> **TASKS TO CARRY OUT**
1. In the forum thread, what motor is on the back of the new Stratos 201?
2. Say whether each statement agrees with the forum thread, answering yes or no and quoting the words that decide it: (a) The poster will pick up the new boat next Friday. (b) The poster had trouble with the 1999 Stratos. (c) Nip says he will have to get a 300 next year.
3. Quote the part of the forum thread that opens with the words containing "yep nip it came" and closes with "during the wait.".

# my new stratos is in!!



## mikeshookset (Feb 28, 2005)

well my new stratos 201 came in to day and it looks sweet with the 250xs merc on the back i pick it up next friday. i am going to use the 1999 stratos that vics set me up with in next thursdaynite tourny since my new one wont be broke in yet. i have used this 1999 for 8 weeks and have not had one proublem out of it!! if any one is looking for a used bass boat this one is nice any one looking at newboats and wants to see a 201thats laid out stop at vics mine will be there till friday.


----------



## Nipididdee (Apr 19, 2004)

Get em Michael! Go team Stratos! We'll talk more later- boat was here right on time eh!? I'm goona have to get a 300 next year now  Youll toss a Bullet outa the water with that rig- hook up the kill switch man!!!!

Nip
www.dobass.com


----------



## mikeshookset (Feb 28, 2005)

yep nip it came in a timeley fasion i couldnt be more happy with vics sports center and stratos boats. every thing went just as they said it would and vics really took care of me during the wait.

(Detection annotation items)
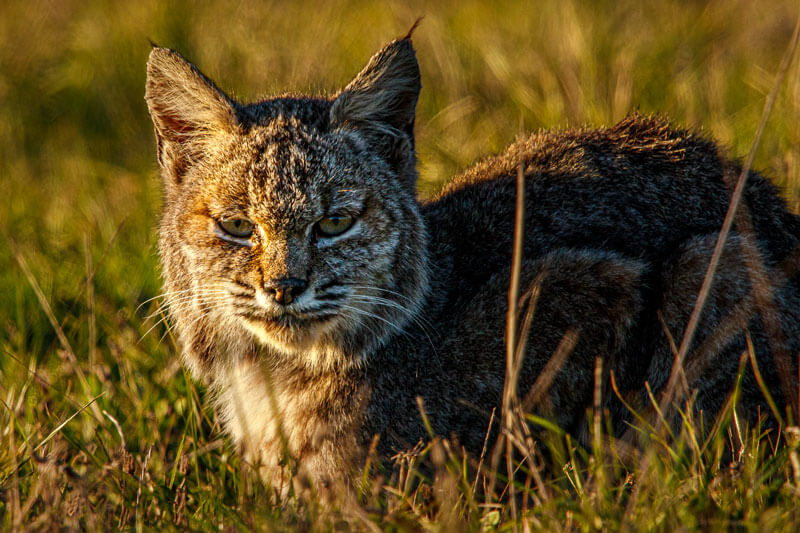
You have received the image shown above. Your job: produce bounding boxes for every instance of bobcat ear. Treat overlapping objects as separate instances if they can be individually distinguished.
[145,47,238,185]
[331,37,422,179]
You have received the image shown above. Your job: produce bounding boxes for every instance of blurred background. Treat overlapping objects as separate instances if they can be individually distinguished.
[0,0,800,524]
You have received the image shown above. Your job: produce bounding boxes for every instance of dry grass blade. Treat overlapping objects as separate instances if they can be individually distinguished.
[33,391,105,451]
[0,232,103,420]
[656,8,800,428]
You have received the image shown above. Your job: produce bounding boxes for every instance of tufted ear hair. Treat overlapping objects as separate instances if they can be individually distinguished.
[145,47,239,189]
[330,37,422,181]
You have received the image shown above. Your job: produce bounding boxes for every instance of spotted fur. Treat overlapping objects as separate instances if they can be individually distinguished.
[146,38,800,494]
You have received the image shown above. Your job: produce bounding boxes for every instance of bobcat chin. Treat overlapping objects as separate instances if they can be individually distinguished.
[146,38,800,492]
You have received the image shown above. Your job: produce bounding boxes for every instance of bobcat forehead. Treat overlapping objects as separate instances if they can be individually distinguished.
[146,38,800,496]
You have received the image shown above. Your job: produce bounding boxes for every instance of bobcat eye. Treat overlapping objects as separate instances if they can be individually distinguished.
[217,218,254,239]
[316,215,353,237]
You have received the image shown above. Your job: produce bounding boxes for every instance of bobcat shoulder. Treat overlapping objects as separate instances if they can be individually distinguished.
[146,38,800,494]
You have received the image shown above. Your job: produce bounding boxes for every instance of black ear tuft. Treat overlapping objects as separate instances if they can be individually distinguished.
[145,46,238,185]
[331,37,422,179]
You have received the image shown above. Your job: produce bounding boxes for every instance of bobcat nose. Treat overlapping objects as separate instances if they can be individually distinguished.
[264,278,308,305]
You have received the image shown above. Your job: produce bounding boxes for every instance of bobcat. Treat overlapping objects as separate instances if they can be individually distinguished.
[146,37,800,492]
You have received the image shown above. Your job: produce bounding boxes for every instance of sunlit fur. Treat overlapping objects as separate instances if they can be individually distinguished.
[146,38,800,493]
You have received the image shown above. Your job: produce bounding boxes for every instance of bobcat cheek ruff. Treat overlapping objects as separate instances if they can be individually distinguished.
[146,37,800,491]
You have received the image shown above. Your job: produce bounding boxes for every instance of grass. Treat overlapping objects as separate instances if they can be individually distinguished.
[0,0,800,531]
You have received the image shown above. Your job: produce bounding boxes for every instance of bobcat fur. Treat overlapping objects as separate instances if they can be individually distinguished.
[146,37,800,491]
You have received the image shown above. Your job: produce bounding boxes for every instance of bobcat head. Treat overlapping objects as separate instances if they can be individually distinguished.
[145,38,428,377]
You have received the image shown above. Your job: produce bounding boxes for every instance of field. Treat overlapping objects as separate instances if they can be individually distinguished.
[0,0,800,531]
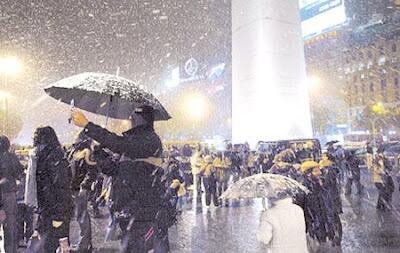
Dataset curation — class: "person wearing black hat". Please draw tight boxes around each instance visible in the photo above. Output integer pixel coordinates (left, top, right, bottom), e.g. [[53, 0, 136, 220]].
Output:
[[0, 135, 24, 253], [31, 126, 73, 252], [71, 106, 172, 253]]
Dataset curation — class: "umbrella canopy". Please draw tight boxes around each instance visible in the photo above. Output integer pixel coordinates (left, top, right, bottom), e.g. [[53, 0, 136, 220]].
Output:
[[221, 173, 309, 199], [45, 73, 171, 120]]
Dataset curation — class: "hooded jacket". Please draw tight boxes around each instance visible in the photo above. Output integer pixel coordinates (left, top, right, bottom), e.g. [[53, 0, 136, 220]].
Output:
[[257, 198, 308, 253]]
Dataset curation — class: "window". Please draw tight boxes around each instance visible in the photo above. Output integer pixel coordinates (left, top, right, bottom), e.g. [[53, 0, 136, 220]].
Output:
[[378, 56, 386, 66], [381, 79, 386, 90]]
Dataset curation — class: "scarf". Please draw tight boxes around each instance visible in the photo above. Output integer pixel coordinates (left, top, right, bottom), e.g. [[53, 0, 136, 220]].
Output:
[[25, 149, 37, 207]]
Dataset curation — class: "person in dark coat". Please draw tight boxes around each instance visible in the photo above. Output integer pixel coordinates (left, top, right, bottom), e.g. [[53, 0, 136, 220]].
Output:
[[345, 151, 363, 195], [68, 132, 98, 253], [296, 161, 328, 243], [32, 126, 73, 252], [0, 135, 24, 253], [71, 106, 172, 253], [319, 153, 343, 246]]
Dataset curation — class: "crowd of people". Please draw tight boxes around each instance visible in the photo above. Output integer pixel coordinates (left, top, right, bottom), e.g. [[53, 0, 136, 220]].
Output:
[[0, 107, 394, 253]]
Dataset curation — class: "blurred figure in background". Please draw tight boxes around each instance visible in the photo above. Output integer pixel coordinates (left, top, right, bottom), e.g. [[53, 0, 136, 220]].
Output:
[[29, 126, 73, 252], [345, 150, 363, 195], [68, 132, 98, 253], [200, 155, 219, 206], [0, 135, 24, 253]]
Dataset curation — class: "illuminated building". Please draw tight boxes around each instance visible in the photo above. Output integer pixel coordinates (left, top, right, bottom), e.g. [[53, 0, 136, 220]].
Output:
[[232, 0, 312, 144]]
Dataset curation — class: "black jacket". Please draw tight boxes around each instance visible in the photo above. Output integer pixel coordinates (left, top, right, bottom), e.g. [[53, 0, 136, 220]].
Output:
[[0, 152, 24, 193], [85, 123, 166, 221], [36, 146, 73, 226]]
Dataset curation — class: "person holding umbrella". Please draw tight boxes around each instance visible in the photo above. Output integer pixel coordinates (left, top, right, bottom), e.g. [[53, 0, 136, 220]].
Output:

> **FULL SOLUTIONS**
1. A 250xs Merc.

2.
(a) Yes: "i pick it up next friday"
(b) No: "have not had one proublem out of it!!"
(c) Yes: "I'm goona have to get a 300 next year now"

3.
yep nip it came in a timeley fasion i couldnt be more happy with vics sports center and stratos boats. every thing went just as they said it would and vics really took care of me during the wait.